Stored data entries:
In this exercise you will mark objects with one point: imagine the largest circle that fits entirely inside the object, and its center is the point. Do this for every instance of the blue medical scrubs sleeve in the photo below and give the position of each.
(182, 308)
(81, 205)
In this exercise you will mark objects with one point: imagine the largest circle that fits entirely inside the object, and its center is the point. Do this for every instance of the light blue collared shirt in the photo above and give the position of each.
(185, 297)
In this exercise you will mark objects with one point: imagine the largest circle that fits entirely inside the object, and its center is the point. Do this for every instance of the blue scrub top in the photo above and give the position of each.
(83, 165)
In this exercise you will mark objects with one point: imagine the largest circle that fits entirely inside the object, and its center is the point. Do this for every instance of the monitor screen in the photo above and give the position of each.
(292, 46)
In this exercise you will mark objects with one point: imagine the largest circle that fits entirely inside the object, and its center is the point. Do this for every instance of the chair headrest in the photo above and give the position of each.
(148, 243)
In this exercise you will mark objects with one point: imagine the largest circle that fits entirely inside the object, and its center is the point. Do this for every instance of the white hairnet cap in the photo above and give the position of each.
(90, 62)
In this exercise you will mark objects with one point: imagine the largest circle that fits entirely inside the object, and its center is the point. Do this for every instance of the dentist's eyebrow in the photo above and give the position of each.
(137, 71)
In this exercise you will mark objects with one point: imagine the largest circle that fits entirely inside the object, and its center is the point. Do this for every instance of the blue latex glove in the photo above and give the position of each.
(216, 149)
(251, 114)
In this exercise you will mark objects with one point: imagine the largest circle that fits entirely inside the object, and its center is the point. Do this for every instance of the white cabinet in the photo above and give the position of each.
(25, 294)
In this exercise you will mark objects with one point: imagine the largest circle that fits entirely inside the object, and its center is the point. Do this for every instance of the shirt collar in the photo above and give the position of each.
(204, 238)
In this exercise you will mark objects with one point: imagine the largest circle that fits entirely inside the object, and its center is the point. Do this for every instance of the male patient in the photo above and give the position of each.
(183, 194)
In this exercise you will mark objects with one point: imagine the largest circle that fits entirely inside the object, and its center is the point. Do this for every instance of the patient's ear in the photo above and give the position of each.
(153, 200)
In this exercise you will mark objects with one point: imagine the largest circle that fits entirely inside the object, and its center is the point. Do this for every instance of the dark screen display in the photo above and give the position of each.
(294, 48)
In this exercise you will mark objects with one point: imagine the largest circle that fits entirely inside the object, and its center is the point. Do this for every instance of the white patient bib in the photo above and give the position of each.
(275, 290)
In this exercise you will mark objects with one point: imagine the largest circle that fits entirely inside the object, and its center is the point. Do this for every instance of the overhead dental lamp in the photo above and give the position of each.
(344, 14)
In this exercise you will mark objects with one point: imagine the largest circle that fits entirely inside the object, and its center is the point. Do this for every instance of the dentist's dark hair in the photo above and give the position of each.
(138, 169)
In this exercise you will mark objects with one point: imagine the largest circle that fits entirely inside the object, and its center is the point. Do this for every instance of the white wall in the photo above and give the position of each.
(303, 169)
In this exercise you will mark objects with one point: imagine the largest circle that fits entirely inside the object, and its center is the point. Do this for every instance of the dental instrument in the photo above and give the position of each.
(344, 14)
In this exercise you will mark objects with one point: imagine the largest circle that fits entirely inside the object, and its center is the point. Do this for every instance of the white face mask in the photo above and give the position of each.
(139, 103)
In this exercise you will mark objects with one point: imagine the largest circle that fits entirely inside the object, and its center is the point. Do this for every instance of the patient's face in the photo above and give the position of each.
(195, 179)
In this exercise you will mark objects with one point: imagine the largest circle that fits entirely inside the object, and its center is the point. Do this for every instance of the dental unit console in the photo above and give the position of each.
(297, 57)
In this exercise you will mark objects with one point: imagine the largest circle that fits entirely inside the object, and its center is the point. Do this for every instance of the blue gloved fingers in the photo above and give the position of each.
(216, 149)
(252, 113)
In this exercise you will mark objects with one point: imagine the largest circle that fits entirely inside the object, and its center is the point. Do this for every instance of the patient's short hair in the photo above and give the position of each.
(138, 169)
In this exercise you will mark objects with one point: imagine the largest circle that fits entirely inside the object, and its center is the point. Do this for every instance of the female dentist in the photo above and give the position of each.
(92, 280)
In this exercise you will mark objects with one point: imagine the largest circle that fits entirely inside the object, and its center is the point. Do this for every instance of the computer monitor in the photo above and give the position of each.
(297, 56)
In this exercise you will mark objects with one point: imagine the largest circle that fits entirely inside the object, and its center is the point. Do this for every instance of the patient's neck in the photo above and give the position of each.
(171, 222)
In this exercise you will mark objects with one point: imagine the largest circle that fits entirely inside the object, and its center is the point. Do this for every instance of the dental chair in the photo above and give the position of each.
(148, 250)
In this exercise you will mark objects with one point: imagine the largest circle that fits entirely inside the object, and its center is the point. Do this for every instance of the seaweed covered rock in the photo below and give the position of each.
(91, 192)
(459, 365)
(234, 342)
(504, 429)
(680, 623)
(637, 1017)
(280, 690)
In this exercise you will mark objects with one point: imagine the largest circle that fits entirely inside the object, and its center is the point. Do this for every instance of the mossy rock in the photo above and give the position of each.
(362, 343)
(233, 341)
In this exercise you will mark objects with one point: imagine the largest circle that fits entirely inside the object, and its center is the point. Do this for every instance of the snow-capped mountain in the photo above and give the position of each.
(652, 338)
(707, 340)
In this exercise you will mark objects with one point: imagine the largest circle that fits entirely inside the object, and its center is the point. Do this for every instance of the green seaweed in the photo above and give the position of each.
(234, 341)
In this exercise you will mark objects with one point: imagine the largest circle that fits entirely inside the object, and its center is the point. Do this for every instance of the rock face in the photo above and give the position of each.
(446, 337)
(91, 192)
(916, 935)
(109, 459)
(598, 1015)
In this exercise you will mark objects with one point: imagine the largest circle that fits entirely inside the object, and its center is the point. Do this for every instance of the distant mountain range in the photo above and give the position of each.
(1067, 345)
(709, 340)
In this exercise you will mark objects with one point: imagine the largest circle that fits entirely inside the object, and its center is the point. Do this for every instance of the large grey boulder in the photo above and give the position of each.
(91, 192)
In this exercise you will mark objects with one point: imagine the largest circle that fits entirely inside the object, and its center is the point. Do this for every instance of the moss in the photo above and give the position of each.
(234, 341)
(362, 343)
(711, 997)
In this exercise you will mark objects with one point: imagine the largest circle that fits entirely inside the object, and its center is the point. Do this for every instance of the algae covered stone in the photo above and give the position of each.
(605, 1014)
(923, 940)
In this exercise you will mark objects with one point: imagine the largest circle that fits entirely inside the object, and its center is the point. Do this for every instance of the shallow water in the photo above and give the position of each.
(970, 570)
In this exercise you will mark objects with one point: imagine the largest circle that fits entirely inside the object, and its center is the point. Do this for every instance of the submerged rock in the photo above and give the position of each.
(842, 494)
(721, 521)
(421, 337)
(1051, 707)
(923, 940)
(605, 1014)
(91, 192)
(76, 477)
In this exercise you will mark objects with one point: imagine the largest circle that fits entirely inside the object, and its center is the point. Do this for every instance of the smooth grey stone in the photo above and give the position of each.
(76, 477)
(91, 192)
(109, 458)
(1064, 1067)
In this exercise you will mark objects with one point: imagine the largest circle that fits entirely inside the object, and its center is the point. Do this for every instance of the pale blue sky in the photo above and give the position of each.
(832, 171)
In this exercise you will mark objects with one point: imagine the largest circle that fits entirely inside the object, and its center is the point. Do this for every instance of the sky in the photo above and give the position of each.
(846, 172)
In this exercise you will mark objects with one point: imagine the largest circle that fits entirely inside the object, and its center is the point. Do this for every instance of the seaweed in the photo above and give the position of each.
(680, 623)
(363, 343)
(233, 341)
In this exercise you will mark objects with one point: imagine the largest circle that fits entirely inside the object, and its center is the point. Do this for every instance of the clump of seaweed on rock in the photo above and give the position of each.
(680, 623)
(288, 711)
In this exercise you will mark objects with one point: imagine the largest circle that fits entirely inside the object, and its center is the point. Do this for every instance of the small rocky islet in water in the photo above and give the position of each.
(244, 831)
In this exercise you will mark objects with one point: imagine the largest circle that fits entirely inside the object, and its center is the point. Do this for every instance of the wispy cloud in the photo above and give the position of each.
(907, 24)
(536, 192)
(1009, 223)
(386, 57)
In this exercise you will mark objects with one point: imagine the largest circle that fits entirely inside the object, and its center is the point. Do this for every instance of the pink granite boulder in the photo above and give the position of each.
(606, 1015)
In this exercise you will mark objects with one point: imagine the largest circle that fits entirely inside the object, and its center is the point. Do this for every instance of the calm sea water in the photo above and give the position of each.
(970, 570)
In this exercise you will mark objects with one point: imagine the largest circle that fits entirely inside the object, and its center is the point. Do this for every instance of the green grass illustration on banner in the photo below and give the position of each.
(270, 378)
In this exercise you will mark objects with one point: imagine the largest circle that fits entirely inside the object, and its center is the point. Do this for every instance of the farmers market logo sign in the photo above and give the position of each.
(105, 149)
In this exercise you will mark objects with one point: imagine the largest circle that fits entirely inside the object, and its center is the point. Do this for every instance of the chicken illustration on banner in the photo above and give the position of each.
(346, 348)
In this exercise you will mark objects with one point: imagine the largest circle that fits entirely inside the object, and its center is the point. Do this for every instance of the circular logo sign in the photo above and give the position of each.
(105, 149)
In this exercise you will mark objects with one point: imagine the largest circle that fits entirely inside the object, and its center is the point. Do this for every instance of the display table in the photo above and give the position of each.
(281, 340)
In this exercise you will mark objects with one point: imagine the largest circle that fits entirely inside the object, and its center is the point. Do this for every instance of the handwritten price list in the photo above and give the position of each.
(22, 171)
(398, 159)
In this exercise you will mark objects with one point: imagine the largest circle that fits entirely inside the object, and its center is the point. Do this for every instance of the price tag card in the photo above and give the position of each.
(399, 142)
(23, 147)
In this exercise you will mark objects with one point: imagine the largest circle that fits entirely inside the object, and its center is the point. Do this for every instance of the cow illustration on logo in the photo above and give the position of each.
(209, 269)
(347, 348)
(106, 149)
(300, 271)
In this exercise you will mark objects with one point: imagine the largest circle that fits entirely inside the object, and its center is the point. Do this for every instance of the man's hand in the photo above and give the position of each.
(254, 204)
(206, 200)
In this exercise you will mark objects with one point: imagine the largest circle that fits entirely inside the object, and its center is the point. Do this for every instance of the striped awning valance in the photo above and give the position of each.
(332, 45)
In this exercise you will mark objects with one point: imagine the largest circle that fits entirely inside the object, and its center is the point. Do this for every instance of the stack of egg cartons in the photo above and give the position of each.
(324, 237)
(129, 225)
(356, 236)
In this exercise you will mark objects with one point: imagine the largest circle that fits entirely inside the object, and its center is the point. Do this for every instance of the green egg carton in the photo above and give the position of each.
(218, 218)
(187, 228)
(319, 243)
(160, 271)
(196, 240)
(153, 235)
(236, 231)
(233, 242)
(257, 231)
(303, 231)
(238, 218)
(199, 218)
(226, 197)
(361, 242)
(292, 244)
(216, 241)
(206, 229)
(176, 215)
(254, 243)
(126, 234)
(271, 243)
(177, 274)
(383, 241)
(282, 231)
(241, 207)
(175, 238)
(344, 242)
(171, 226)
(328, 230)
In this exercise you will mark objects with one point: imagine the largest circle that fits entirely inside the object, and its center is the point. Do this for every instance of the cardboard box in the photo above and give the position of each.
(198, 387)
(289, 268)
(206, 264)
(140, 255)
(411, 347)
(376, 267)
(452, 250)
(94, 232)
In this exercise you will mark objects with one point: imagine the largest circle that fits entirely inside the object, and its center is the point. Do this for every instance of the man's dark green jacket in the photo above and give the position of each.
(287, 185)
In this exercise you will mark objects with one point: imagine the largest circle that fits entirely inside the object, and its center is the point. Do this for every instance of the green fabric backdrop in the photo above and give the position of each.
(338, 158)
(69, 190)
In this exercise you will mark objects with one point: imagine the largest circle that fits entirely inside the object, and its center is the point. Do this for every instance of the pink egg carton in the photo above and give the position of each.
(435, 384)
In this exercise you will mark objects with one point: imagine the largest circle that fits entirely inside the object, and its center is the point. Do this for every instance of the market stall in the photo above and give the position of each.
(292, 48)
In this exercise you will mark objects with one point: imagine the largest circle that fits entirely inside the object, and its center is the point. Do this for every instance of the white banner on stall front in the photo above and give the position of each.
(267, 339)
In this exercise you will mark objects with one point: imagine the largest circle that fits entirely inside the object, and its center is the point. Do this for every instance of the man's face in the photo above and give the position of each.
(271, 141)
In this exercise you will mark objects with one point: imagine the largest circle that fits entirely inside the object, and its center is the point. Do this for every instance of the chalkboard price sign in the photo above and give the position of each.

> _PROBLEM TO WORK ON_
Return every line from the one holding "the green fabric" through the end of the data, exactly as it appears, with both ends kept and nothing else.

> _RESPONSE TO THIS TASK_
In this exercise you will mark objects with one point: imagine the largest circle that fits entirely inside the object, and its center is the point. Do this for every instance of the green fabric backdrop in the photo above and give the position of each.
(338, 158)
(69, 190)
In this exercise you will mark objects with one point: imagine the largest circle that fits entirely inside the object, and its center is the point. Do this for every instance of the pink egg carton in the photo above and give the position of each.
(435, 384)
In this exercise you will mark objects with one point: imagine the largest circle that fits entirely inside the object, and its center is the point. Do this for every instance of the market stall in the photo above and give the position of each.
(292, 48)
In this exercise you will mark objects with one point: imagine the largest circle that fits entirely inside the object, and its center is the point. Do this for every instance of the white banner on stall front in the photo above and give the position of each.
(267, 339)
In this exercise you will mark objects with one point: imagine the largest circle that fits entirely inside the object, and its center is the point. Do this for every instance of the man's face in the photo above and give the position of each.
(271, 141)
In this exercise you will mark objects with one point: imagine the largest circle that fits entirely inside the object, and its center is the point. Do this for every instance of the chalkboard price sign in the photo above and give the position of each.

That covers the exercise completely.